[Start TEXT SEGMENT]

# It was 8 already czy It was already 8



## gloriaa

kontekst: "When I had realised that it's 8 already/ it's already 8 I had no other choice than to go to school."
Czy są w powyższym zdaniu jakieś błędy?


----------



## Sowka

Cześć 

Since I don't speak Polish, I'll answer in English. I think that both positions of "already" are possible. To me, the first one sounds more impatient. But I'm not a native speaker, so you may want to wait for more replies. There are several threads in the English Only forum on this topic. This one may be particularly interesting for you.


----------



## LilianaB

When I had realized (realised in BE) that it *was *eight already or that it *was* already eight. (you have it right in the title).
And, yes, already can be in both positions, depending on the context.


----------



## Amerykańska kobieta

"It was 8 already" czy "It was already 8" czy "Already it was 8"  --  I don't think any of these are grammatically wrong, but the more natural one to my midwestern USA ear is "It was already 8".

Ak


----------



## Oletta

_It was already 8_ is grammatically correct  (the only correct answer in a vast variety of English tests) and sounds natural, the other solution might be spoken/informal.


----------



## LilianaB

_It was eight, already_ -- is correct as well in the right context. Many school tests are one-sided, and do not have that much to do with real language.


----------



## Oletta

LilianaB said:


> _It was eight, already_ -- is correct as well in the right context. Many school tests are one-sided, and do not have that much to do with real language.



Exactly, the comma explains the spoken usage. As it comes to the professional grammar tests, I wouldn't agree with you, they base on real language....


----------



## LilianaB

It depends. Good schools do, but many schools prepare tests in such a way that only one answer is considered correct, when in fact two or free fit, when used in the right context.


----------

[End TEXT SEGMENT]

- _DIRECTION 1_:
Pull out every line of the listing that contains the string "opening", matching case.
The listing that comes next has no connection to the forum thread.

[Start TASK MATERIAL]

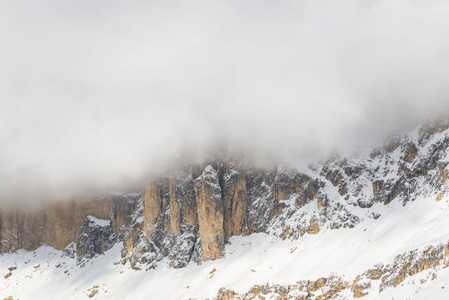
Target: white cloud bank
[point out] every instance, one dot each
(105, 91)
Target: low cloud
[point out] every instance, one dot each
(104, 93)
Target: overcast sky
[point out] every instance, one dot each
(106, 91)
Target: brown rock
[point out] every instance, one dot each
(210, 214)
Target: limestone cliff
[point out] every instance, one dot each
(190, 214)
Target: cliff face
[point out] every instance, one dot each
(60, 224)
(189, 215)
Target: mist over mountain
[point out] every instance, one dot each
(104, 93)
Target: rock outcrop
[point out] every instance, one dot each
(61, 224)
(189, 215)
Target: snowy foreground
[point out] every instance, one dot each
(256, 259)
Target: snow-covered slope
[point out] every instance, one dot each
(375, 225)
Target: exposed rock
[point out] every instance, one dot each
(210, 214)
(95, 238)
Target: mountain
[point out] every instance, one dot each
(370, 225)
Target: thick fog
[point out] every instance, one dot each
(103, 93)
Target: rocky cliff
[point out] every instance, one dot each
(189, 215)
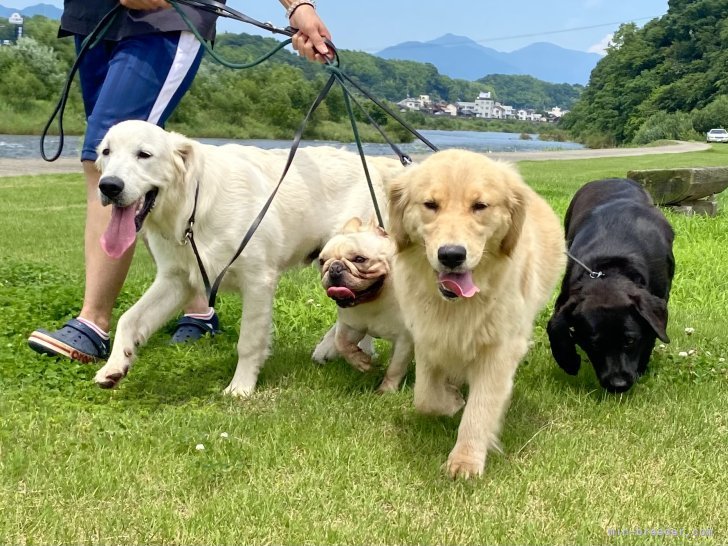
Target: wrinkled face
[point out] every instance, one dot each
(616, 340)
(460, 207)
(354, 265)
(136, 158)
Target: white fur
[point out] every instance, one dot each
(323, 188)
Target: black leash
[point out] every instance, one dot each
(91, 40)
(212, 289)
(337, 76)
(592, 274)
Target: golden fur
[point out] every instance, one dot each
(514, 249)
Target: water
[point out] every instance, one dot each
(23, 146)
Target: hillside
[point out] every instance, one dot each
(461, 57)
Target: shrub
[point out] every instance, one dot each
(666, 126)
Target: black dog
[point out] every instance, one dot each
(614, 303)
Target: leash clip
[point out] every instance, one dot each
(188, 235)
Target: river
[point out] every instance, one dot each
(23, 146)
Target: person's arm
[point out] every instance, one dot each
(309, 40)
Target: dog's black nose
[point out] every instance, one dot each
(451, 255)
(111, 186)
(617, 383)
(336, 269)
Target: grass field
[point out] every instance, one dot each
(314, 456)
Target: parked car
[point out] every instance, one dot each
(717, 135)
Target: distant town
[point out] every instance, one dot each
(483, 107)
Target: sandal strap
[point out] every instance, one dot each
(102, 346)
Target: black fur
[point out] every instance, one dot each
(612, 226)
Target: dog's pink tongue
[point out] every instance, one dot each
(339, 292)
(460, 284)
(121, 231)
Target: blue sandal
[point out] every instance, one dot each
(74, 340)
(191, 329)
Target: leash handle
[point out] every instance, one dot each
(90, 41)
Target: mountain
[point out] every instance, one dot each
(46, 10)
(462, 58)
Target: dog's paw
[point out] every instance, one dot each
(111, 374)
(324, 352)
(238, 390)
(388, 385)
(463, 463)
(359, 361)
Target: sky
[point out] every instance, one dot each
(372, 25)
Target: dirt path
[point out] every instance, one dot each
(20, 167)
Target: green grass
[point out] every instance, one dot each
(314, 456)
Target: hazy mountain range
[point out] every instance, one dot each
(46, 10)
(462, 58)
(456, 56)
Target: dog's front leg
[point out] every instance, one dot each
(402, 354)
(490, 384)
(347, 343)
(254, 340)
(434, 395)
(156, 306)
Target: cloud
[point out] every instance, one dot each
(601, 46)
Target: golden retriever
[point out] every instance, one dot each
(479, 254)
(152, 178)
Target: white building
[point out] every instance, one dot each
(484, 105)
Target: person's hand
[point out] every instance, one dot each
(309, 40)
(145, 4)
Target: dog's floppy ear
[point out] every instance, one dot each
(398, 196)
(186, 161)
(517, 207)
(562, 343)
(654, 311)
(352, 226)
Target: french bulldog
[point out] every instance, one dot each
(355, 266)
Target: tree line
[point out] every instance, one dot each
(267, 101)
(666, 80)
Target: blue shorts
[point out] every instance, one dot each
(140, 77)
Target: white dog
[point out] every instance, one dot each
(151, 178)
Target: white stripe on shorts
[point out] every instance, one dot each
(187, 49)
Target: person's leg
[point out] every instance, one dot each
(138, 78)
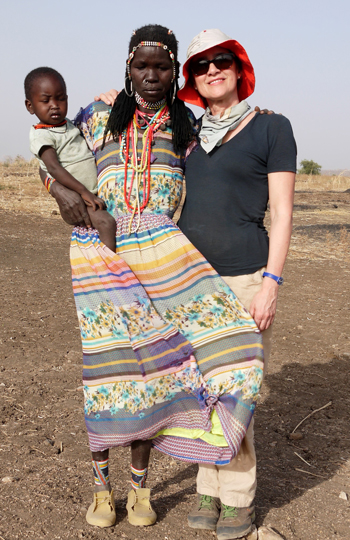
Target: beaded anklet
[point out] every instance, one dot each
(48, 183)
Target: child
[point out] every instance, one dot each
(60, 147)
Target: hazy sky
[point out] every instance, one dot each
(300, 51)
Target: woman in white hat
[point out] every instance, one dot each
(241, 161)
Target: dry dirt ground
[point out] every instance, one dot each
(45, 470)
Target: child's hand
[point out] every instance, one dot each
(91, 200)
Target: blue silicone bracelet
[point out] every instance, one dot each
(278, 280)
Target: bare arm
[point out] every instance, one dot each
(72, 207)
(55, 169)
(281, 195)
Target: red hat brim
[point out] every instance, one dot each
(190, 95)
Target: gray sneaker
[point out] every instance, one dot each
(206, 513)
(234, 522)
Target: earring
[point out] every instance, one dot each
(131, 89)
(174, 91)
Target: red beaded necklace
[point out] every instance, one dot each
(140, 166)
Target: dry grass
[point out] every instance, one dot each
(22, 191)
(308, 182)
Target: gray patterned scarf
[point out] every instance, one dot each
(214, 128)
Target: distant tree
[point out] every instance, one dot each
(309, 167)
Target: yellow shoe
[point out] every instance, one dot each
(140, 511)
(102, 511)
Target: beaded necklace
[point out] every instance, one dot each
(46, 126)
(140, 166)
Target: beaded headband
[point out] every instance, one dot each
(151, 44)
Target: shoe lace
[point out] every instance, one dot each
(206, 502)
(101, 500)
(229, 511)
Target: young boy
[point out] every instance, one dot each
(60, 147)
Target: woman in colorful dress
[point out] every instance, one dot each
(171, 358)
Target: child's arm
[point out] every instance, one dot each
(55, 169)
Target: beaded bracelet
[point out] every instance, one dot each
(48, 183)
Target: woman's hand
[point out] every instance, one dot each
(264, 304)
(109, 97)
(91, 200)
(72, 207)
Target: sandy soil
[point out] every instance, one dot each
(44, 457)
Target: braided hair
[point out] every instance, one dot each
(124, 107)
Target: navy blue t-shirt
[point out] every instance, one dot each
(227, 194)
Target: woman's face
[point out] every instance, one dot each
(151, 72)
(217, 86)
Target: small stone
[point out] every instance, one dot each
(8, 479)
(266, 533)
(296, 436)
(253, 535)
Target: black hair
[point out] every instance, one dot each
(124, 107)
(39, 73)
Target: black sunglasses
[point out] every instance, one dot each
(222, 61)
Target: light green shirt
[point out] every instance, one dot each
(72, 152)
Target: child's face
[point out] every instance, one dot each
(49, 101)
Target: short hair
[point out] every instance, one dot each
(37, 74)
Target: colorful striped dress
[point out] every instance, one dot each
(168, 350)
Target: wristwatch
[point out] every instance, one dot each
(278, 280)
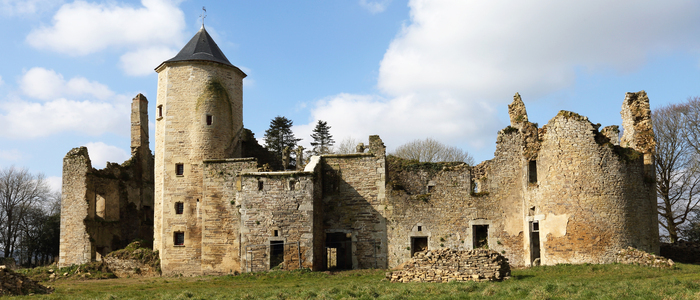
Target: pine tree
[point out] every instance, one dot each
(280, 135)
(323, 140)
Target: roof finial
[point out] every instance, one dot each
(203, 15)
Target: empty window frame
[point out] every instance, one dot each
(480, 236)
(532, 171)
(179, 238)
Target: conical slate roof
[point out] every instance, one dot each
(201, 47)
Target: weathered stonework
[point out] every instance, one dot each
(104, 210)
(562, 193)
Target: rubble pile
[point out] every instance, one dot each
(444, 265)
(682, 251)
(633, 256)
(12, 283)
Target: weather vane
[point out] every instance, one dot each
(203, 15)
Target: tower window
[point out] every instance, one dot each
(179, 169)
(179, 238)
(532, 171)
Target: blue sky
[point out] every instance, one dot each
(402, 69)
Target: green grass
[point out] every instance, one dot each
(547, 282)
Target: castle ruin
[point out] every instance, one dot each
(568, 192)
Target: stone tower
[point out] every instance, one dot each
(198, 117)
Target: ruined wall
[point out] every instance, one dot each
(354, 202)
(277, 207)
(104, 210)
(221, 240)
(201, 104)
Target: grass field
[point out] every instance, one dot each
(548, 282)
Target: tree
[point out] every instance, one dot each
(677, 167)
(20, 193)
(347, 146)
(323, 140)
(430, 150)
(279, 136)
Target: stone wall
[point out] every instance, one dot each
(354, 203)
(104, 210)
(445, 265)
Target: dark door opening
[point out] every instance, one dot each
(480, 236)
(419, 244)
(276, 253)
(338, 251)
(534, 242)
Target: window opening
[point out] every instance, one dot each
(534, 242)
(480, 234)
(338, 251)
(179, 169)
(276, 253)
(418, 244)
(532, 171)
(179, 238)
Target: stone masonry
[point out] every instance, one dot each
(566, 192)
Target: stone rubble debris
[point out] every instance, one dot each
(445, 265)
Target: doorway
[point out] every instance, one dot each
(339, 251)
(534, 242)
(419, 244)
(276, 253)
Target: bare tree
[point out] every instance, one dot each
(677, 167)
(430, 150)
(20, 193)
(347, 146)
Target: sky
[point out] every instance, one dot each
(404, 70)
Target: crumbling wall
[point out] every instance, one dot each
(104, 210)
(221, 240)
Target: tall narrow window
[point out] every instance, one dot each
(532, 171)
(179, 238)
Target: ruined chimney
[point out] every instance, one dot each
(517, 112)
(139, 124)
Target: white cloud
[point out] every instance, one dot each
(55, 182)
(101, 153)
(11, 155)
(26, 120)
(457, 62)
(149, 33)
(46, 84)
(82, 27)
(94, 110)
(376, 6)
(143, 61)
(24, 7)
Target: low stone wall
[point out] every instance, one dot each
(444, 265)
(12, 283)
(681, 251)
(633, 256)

[End TASK MATERIAL]

- _DIRECTION 2_:
Retype the stretch of the forum thread from "Since I don't" through "interesting for you.", word for word.

- _WRITTEN ANSWER 1_:
Target: dark door opening
Target: window opening

- _WRITTEN ANSWER 2_:
Since I don't speak Polish, I'll answer in English. I think that both positions of "already" are possible. To me, the first one sounds more impatient. But I'm not a native speaker, so you may want to wait for more replies. There are several threads in the English Only forum on this topic. This one may be particularly interesting for you.